==== PAGE TEXT
Long-term care providers are struggling to satisfy new mandates over electronic reporting and medical records, and can expect more in the near future. But nothing can compare to the kind of information technology nightmares some state Medicaid departments are currently reeling from.

The latest is Colorado, where the U.S. Department of Health & Human Services’ Inspector General discovered the state Medicaid agency incorrectly processed and paid more than 800,000 Medicaid claims in 2011 worth more than $425 million. The problem: missing or invalid national provider identifiers, the unique, 10-digit, sequentially assigned national identification number mandated by the Health Insurance Portability and Accountability Act of 1996 to identify healthcare providers, health plans, and healthcare clearinghouses in all administrative and financial HIPAA transactions.

The news comes on the heels of a scathing March 2 report by the Government Accountability Office that casts significant doubts on the integrity and effectiveness of information systems many state Medicaid programs use to process claims.
========
TASKS AND EXERCISES -
[A] Answer each question from the passage on Medicaid information systems.
(i) In what year were the Colorado Medicaid claims incorrectly processed and paid?
(ii) How many digits make up a national provider identifier?
(iii) On what date did the Government Accountability Office issue its report?
[B] Continue the passage on Medicaid claims-processing problems after its last sentence.
The lines that follow play no part in the tasks.
==== INFORMATION SUPPLIED
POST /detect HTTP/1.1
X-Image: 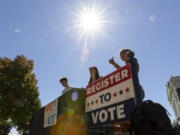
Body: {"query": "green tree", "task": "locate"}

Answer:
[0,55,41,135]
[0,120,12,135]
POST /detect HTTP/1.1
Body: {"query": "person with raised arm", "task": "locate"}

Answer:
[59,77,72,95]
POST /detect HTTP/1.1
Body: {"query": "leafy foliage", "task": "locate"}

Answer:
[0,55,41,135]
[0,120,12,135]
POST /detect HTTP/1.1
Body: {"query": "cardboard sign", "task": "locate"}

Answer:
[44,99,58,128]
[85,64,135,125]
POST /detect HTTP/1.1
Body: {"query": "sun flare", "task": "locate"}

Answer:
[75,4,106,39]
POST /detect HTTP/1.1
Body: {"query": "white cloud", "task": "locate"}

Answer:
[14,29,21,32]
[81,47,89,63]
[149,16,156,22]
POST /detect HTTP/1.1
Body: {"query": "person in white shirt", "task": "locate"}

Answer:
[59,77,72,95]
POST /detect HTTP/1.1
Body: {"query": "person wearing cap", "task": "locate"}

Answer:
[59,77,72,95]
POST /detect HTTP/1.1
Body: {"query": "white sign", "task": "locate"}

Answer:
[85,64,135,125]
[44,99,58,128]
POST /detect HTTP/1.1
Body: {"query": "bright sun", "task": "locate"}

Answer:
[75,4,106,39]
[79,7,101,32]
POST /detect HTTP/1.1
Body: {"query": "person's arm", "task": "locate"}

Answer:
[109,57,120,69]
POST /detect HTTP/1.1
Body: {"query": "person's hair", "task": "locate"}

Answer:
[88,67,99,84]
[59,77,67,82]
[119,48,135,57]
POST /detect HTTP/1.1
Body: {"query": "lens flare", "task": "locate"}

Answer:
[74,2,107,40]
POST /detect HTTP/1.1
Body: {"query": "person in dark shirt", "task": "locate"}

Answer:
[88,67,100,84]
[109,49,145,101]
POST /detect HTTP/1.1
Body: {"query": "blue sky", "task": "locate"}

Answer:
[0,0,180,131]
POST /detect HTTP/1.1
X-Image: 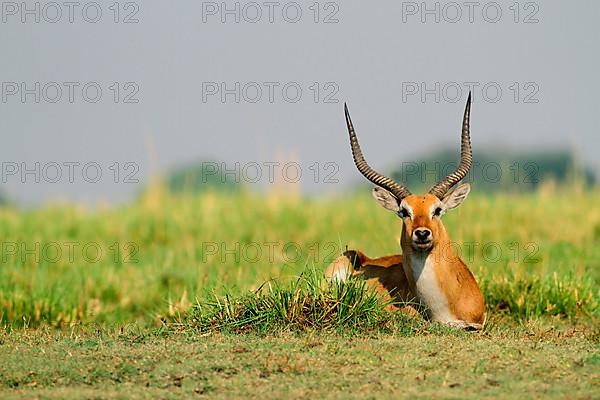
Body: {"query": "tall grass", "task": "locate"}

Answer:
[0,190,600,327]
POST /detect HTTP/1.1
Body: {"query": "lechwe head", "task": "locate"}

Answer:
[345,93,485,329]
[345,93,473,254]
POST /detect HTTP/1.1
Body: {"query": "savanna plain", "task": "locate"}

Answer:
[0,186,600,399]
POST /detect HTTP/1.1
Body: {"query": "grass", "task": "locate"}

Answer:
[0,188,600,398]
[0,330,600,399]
========
ANSWERS FOR THE EXERCISE -
[A]
(i) 2011
(ii) 10
(iii) March 2

[B]
According to the latest OIG report, Colorado outsourced its “mechanized” Medicaid Management Information System of software and hardware to a third-party to process Medicaid claims and manage information about Medicaid beneficiaries and services. Even though the state spent $2.1 million of mostly appropriated federal funds to upgrade the system to transition to the new NPI system, certain “internal controls” failed to keep the mistake from happening.

Earlier this year, a federal judge ordered the U.S. government to return a bungled $90 million credit to the Georgia Department of Community Health, even after ruling Health & Human Services had every right to reject the agency’s belated request to return the money.